◆ Prompt: Duplicate the stretch of records from the line containing "Can you find the blue loader" through the line containing "pixel 1190 285", both ends included, reproducing each line verbatim.

Entries from a collection

+ + + + +

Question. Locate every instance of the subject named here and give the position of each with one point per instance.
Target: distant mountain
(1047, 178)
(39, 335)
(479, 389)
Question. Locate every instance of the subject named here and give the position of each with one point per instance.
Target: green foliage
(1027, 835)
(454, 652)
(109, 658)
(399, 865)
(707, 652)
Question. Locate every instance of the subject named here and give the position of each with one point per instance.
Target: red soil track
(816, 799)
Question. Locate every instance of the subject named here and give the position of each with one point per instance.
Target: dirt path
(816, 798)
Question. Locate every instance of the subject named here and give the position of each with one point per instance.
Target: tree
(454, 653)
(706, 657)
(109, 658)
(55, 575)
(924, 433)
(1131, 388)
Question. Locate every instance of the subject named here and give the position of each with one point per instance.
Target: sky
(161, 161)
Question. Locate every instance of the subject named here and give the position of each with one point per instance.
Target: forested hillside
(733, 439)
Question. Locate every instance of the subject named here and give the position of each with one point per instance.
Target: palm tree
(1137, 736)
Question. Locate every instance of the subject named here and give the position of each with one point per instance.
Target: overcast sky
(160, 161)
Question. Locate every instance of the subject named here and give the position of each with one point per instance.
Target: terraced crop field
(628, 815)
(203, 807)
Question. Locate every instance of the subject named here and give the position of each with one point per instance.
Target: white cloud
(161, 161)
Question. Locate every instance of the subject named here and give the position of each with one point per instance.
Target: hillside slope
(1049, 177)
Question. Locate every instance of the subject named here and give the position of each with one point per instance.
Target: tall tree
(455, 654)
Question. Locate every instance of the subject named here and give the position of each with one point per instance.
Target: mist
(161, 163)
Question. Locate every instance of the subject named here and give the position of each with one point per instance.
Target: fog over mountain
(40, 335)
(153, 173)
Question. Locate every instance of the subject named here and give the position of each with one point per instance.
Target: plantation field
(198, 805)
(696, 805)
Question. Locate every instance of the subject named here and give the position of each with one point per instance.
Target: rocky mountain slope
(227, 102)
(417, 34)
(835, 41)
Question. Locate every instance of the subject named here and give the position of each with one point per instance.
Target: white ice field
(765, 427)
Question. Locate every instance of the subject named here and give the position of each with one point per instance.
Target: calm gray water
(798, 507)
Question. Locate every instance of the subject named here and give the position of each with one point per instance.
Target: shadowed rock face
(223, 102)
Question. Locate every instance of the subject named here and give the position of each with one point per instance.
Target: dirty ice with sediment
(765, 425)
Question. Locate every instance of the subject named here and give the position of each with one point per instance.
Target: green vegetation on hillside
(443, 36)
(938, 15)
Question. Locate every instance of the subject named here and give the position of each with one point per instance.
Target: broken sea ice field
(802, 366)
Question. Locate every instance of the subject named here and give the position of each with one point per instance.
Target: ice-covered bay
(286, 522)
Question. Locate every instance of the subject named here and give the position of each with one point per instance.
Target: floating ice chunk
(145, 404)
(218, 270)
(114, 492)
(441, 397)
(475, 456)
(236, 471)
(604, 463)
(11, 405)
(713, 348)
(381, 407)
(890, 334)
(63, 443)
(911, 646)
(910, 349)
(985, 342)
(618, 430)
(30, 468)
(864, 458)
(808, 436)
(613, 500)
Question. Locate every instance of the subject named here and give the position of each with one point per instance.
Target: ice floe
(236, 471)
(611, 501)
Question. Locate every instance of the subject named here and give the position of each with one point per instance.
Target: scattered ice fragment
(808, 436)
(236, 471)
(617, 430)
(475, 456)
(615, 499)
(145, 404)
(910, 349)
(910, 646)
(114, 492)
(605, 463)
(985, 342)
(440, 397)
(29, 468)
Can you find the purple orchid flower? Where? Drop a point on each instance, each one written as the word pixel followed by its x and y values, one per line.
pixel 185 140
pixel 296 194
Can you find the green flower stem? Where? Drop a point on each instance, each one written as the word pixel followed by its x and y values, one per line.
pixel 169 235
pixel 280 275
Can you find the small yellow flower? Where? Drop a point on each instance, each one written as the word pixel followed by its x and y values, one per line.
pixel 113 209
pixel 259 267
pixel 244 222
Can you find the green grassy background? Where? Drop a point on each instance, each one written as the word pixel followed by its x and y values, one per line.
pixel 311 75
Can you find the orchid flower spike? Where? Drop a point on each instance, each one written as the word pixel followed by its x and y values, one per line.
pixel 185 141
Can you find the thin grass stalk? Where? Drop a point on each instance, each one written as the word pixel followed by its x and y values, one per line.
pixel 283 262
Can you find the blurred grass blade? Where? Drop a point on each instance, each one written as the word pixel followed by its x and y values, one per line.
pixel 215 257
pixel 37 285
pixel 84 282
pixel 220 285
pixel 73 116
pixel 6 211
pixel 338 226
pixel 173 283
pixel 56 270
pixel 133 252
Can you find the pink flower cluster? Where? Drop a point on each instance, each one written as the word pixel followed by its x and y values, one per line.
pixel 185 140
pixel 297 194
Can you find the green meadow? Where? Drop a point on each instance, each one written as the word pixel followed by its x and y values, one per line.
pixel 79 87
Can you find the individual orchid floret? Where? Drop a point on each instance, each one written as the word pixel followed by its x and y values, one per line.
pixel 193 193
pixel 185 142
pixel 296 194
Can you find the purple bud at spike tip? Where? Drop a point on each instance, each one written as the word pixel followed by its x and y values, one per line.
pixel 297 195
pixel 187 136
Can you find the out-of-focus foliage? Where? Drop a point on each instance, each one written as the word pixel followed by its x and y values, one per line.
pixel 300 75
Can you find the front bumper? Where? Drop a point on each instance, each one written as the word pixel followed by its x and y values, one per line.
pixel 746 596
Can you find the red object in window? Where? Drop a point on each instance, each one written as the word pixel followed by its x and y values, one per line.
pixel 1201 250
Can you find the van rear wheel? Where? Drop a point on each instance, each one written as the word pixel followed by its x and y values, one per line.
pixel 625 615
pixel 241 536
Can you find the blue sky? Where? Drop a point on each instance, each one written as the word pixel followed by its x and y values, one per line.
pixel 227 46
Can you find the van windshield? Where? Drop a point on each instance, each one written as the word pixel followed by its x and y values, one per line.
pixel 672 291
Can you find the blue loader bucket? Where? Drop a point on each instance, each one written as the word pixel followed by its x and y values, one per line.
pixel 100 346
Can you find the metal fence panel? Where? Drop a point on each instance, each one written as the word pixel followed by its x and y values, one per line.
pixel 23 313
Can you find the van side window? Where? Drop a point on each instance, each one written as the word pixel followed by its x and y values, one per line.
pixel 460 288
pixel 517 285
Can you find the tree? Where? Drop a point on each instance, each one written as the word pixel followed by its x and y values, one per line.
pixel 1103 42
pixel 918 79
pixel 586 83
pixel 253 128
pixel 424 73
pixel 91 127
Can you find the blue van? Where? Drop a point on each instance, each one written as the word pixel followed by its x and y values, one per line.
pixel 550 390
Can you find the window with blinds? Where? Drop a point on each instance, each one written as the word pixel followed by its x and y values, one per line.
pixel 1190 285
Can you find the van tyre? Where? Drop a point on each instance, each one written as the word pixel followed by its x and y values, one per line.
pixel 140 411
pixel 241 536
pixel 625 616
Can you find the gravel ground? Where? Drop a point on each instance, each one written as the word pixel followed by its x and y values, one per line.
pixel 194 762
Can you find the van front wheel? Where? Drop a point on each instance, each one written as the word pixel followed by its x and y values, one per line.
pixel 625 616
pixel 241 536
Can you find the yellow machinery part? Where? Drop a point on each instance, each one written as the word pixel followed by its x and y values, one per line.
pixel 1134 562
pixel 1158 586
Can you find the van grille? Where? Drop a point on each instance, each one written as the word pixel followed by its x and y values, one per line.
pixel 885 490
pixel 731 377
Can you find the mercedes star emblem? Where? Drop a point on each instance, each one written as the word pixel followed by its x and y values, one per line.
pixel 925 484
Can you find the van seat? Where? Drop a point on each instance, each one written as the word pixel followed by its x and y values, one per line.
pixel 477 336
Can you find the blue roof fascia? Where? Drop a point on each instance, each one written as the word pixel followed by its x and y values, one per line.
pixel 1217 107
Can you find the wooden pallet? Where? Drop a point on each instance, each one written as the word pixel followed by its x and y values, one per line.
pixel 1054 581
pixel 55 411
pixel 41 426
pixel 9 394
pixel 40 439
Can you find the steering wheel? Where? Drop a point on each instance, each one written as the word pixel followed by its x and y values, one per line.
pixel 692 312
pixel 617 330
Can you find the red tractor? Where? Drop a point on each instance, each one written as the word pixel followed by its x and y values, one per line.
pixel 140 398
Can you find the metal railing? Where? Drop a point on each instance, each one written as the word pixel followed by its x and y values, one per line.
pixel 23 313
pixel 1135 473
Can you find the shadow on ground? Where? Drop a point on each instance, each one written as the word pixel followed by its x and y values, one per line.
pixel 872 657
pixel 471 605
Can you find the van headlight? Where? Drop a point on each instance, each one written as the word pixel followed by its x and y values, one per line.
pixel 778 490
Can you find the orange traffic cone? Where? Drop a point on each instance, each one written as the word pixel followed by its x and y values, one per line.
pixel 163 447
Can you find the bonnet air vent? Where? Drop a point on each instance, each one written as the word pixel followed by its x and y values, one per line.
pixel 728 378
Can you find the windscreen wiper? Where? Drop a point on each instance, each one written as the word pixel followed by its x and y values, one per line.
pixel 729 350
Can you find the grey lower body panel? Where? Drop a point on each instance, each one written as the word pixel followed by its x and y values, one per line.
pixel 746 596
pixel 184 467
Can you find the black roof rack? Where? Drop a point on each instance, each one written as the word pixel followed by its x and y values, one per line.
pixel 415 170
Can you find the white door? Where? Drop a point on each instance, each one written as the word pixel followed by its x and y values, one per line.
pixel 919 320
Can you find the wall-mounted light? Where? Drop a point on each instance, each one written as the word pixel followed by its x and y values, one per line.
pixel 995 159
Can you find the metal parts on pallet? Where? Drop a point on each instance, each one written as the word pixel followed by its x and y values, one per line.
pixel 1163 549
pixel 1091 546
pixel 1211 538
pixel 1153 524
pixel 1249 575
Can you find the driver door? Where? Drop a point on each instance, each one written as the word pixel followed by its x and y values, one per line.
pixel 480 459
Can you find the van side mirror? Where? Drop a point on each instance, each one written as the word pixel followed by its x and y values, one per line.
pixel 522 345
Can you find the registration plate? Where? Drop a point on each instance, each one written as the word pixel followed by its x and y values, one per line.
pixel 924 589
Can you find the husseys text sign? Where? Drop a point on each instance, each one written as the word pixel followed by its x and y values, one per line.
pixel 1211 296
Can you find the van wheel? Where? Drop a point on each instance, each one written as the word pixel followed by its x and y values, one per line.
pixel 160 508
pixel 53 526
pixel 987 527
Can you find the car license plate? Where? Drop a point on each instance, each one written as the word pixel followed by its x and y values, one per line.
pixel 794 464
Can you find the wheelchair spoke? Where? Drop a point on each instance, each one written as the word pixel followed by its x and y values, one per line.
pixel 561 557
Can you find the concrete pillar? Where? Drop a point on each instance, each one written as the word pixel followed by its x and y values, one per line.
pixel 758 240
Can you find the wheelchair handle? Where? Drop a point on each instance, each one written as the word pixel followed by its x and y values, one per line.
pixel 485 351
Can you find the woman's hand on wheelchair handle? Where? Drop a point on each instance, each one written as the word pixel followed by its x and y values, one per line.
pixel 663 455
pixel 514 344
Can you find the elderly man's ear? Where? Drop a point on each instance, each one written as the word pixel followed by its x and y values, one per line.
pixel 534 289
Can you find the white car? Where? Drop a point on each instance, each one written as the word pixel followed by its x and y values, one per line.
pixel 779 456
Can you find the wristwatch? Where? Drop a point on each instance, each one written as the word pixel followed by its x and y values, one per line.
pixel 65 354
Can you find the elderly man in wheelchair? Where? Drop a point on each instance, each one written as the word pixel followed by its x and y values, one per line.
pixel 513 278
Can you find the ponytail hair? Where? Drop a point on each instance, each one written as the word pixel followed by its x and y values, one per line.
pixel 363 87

+ + + + +

◆ Right answer:
Can you find the blue loader bucket? Where? Drop a point on each instance, each one written as the word pixel followed by its x and y values, one per line.
pixel 100 346
Can you find the metal fence panel? Where? Drop a point on each instance, each one written as the word pixel followed by its x and y values, one per line.
pixel 23 313
Can you find the van side window? Where? Drop a point on each instance, each one written as the word pixel followed by its x and y values, one per line.
pixel 460 288
pixel 517 285
Can you find the tree? Where? Drop a point on each instance, each one written as the word pixel followed by its x and y values, one per line.
pixel 1103 42
pixel 918 79
pixel 586 83
pixel 253 128
pixel 424 73
pixel 91 127
Can you find the blue van? Where? Drop a point on each instance, each one written as the word pixel followed by its x and y values, one per line.
pixel 550 390
Can you find the window with blinds? Where? Drop a point on each instance, each one written as the word pixel followed by its x and y values, one per line.
pixel 1190 285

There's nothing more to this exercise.